> **Material supplied**:
-----
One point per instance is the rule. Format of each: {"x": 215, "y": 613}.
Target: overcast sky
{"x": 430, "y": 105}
-----
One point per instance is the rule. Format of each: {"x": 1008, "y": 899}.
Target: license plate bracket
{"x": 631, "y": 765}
-----
> **Problem requirements**:
Pick out each line of the records that contains the word "point", and copy those lines.

> **Expected answer**:
One point per instance is the rule. Format of each: {"x": 215, "y": 613}.
One point per instance is the rule. Format of each: {"x": 1008, "y": 899}.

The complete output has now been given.